**Document section**.
========

Except it isn’t sinister, and the only thing tricky is the math conservatives are again using to criticize their own health reform plan. In 2011, the average price for an individual plan was $2,196 per year. According to the standards of the individual mandate, individuals making less than $27,500 ($2,196 is 8% of $27,500) would be exempt from the mandate. Median individual income in 2011 was $26,364. For those of you who either don’t like statistics (most of you if you are normal), or are used to conservomath, this means that fully half of the wage earners in the United States would be exempt from the mandate.
But for liberals, that is where the celebration must end. The Court’s holding that states may opt out from the Medicaid expansion creates a potentially larger pool of individuals who will some day be faced with the penalty. It also serves to exacerbate the problem of coverage facing many predominately red states; states with low participation rates currently paired with stiff Medicaid participation requirements. And make no mistake, the pairing of the state opt-out ability, and the finding that the mandate is only constitutional as a tax, creates a political double jeopardy for this election campaign.

========

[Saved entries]
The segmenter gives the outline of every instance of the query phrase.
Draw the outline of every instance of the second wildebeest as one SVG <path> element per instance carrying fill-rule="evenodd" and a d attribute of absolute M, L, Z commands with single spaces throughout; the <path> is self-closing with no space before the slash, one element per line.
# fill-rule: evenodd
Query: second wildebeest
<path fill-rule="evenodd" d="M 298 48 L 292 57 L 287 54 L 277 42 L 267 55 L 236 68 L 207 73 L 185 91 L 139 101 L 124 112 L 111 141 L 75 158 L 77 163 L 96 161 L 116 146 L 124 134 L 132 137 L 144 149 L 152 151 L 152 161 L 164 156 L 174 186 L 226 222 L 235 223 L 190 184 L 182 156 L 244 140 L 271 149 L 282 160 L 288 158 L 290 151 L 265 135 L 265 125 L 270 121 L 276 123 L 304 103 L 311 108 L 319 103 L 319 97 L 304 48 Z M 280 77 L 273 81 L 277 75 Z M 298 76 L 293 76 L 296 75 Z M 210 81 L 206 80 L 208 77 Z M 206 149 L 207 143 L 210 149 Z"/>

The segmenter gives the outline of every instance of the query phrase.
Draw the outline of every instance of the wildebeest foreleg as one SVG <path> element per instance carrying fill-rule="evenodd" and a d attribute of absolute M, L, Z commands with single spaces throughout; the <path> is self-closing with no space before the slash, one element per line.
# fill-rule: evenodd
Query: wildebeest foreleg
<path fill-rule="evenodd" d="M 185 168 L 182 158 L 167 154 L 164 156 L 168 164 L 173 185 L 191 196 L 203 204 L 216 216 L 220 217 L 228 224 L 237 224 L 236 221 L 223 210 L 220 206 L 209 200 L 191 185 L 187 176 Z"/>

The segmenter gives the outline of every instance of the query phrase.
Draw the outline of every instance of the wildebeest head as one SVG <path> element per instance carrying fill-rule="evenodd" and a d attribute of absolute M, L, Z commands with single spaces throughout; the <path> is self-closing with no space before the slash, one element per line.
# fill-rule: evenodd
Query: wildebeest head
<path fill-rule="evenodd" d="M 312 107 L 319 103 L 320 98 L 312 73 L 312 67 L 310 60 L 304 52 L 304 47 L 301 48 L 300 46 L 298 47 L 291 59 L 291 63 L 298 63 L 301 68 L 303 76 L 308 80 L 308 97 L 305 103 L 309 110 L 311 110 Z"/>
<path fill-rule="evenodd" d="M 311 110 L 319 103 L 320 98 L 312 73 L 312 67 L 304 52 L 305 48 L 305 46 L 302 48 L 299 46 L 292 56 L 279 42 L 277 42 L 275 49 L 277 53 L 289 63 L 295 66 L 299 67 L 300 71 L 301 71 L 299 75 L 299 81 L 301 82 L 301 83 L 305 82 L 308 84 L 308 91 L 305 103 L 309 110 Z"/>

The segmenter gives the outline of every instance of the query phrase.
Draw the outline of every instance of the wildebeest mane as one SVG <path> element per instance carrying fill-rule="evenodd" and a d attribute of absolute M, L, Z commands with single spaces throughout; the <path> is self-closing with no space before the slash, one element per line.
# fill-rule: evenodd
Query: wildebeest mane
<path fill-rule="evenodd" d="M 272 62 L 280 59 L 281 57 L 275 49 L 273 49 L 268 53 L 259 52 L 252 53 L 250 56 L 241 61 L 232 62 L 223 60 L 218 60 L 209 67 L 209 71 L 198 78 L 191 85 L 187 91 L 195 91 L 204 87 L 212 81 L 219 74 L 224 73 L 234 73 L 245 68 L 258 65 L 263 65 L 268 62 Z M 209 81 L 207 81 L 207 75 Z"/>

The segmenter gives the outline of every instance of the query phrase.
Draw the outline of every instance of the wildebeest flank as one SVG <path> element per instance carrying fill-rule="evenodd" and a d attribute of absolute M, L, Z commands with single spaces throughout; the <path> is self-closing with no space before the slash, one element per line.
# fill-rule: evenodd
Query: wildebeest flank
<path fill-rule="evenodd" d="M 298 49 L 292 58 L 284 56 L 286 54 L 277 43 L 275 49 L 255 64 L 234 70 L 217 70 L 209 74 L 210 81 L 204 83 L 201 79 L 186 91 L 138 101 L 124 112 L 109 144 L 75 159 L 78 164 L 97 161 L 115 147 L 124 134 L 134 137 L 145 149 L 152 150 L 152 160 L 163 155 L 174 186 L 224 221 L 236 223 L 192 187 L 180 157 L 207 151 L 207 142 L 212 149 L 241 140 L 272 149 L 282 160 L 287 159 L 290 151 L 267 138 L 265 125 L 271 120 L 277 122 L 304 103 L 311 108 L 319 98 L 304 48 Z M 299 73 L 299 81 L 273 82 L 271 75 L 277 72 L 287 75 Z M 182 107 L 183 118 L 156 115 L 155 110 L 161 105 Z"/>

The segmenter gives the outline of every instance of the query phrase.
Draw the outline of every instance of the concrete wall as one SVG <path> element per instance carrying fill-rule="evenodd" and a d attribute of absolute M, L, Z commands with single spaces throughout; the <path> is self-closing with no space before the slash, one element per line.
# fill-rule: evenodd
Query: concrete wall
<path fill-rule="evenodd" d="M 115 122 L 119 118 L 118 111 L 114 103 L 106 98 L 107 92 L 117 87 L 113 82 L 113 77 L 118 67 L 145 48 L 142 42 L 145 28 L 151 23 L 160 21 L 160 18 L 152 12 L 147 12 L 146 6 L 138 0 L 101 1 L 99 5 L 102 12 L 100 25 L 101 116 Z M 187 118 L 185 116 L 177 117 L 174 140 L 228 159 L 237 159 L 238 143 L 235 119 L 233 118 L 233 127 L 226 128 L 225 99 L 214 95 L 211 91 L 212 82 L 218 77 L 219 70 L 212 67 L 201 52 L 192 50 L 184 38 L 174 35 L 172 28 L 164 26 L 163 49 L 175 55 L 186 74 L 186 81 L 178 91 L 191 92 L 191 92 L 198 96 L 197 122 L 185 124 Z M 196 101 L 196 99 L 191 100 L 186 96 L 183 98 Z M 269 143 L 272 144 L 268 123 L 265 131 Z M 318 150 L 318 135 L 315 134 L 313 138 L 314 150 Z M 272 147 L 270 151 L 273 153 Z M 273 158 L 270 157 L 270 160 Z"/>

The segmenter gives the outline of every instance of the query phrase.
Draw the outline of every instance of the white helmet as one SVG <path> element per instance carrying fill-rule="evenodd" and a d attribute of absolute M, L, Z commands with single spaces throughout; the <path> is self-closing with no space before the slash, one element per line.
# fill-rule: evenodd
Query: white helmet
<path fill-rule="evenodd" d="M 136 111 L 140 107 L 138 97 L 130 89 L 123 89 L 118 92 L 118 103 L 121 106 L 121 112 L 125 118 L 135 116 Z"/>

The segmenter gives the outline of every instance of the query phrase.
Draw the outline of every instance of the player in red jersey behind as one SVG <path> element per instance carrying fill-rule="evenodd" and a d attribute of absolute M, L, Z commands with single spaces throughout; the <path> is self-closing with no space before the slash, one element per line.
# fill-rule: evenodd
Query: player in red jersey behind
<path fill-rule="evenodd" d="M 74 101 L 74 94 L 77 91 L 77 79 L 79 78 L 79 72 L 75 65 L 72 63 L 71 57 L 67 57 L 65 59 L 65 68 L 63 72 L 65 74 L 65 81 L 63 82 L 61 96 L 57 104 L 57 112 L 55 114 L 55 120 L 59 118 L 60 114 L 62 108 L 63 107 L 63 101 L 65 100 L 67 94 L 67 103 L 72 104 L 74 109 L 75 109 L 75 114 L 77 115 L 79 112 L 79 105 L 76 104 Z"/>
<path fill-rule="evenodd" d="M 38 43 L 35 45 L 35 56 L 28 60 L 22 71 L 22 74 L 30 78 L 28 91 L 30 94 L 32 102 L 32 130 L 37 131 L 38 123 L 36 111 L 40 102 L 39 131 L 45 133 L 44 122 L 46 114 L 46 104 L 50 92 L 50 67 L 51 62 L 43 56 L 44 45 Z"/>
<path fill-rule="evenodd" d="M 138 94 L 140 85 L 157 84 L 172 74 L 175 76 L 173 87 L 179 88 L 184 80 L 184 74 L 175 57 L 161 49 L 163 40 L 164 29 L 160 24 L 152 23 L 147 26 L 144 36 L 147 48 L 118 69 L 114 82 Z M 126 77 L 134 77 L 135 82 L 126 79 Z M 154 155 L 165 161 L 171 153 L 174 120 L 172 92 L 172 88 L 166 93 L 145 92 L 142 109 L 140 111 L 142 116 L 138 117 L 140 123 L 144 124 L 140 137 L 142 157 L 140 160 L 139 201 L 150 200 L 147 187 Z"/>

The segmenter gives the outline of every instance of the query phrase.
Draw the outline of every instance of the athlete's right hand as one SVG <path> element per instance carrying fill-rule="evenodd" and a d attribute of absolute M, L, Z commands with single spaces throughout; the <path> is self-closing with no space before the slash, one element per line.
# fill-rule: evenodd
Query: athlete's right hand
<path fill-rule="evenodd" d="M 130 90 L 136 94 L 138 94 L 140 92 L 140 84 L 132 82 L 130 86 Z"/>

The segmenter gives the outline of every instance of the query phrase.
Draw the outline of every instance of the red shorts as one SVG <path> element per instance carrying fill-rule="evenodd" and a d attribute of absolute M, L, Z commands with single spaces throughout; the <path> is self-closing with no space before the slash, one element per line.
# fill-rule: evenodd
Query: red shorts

========

**Instructions**.
[1] Answer these questions from the passage on the health reform mandate:
(a) What was the average price for an individual plan in 2011?
(b) What was the median individual income in 2011?
(c) According to the Court's holding, what may states opt out from?
[2] Reproduce the passage on the health reform mandate between "Except it isn’t" and "States would be exempt from the mandate.", inclusive.
[3] Carry on the passage on the health reform mandate from its last sentence.

**Your responses**.
[1]
(a) $2,196 per year
(b) $26,364
(c) The Medicaid expansion

[2]
Except it isn’t sinister, and the only thing tricky is the math conservatives are again using to criticize their own health reform plan. In 2011, the average price for an individual plan was $2,196 per year. According to the standards of the individual mandate, individuals making less than $27,500 ($2,196 is 8% of $27,500) would be exempt from the mandate. Median individual income in 2011 was $26,364. For those of you who either don’t like statistics (most of you if you are normal), or are used to conservomath, this means that fully half of the wage earners in the United States would be exempt from the mandate.

[3]
The notion of democracy, the foundation driven into bedrock of the ideal, is the ability of a people to collectively control their environment. The democracy shared via the voting public it governs, must be able to influence the marketplace to the benefit of the majority, while safeguarding the entire population from external threats and the erosion of individual liberty. It is, as a number of folks have said over the years, a case study in advanced citizenship.
My relative doesn’t like “socialized medicine”. She is alive today because of the Social Security and Medicaid systems, but in her mind, those two sentiments are perfectly compatible. Her brother has lived in Germany for most of his adult life, and struggled mightily with many debilitating problems. Were he to have had the same problems in America, it is unlikely he would be alive today. But my relative was ardently complaining about the German system of socialized medicine. She was upset that “they” wouldn’t approve of a certain treatment. She thought (and thinks) it wrong that the poor of the world should be denied health care. But she doesn’t like “socialized medicine”.